## BEGIN Task material

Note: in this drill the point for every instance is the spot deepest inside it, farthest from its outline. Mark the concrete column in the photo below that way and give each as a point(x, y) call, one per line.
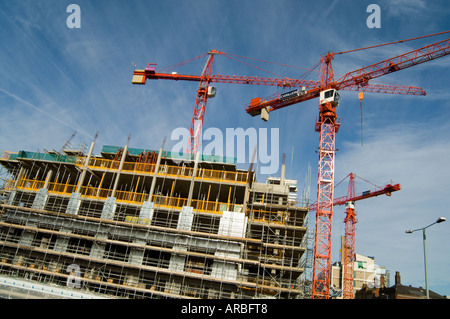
point(177, 262)
point(122, 160)
point(155, 173)
point(191, 188)
point(233, 224)
point(74, 204)
point(41, 199)
point(19, 176)
point(48, 178)
point(109, 208)
point(146, 213)
point(83, 173)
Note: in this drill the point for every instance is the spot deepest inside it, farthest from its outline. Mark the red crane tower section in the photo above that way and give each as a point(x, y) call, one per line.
point(327, 124)
point(350, 227)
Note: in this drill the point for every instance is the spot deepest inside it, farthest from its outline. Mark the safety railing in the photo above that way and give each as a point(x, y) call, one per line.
point(165, 170)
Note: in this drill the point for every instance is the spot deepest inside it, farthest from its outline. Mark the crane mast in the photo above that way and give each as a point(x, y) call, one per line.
point(327, 123)
point(350, 227)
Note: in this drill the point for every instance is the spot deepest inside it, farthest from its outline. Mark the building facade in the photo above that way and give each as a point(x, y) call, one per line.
point(135, 223)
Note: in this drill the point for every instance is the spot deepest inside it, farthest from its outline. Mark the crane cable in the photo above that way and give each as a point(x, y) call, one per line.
point(400, 41)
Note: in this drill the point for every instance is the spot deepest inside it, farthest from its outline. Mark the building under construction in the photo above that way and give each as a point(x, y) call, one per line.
point(136, 223)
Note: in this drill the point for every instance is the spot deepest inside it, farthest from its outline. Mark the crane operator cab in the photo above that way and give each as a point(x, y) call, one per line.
point(331, 96)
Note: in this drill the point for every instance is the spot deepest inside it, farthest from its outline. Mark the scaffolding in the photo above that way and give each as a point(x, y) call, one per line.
point(134, 223)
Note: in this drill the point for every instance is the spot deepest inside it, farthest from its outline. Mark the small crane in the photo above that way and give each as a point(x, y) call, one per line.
point(350, 225)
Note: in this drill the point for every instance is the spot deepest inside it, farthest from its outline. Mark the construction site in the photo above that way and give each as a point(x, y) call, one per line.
point(132, 223)
point(143, 223)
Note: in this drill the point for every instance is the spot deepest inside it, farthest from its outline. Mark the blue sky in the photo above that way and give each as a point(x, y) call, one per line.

## END Task material

Exercise aim —
Lay out every row above as a two-column Markdown table headed No. and Content, numbering the rows in order and skipping blank lines. Leave the pictures out.

Written reply —
| No. | Content |
|---|---|
| 1 | Note: in this drill the point for every instance is the spot deepest inside it, farthest from its outline. Mark the concrete column in the photo below that way and give each as a point(x, y) call, one per line. |
| 2 | point(177, 262) |
| 3 | point(122, 160) |
| 4 | point(155, 173) |
| 5 | point(191, 188) |
| 6 | point(233, 224) |
| 7 | point(74, 204) |
| 8 | point(41, 199) |
| 9 | point(19, 176) |
| 10 | point(48, 178) |
| 11 | point(109, 208) |
| 12 | point(146, 213) |
| 13 | point(83, 173) |
| 14 | Note: in this drill the point for every instance is the spot deepest inside it, farthest from its outline. Mark the red crane tower section in the photo above that way and give each as a point(x, y) call, one per line. |
| 15 | point(327, 124) |
| 16 | point(350, 227) |
| 17 | Note: in this drill the point for every instance is the spot deepest inside it, farthest from its outline. Mark the safety railing in the photo above that way and give each as a point(x, y) call, one per line. |
| 18 | point(165, 170) |
| 19 | Note: in this drill the point for every instance is the spot deepest inside it, farthest from its outline. Mark the crane mast in the photo above that way and give each as a point(x, y) call, one per line. |
| 20 | point(327, 123) |
| 21 | point(350, 227) |
| 22 | Note: in this drill the point for every instance is the spot deepest inside it, farthest from its outline. Mark the building facade in the photo above that way and give each as a point(x, y) call, one per line. |
| 23 | point(135, 223) |
| 24 | Note: in this drill the point for every instance is the spot deepest inside it, farthest from its outline. Mark the crane cable in the photo above that way and give each as a point(x, y) call, one per line. |
| 25 | point(400, 41) |
| 26 | Note: in this drill the point for every instance is the spot deepest inside it, farthest from its outline. Mark the building under construction in the photo above that way and give each as a point(x, y) call, one per line. |
| 27 | point(136, 223) |
| 28 | Note: in this drill the point for every instance is the spot deepest inside it, farthest from its outline. Mark the crane operator cab in the photo above that way and give each as a point(x, y) call, one per line. |
| 29 | point(331, 96) |
| 30 | Note: in this drill the point for every instance is the spot deepest inside it, farthest from its outline. Mark the scaffolding in the photo above that way and give each as a point(x, y) call, one per line. |
| 31 | point(134, 223) |
| 32 | Note: in this drill the point for every instance is the spot deepest inside it, farthest from its outline. Mark the small crane in the photo above that way and give each as a point(x, y) call, one per line. |
| 33 | point(350, 225) |
| 34 | Note: in this drill the point for every instance is the spot deepest inside it, farthest from its outline. Mark the construction site in the photo above that way and give each as a point(x, y) call, one per line. |
| 35 | point(132, 223) |
| 36 | point(143, 223) |
| 37 | Note: in this drill the point for every instance is the spot deepest inside it, farthest from its outline. Mark the blue sky in the photo above that way and give each as a point(x, y) call, one per line. |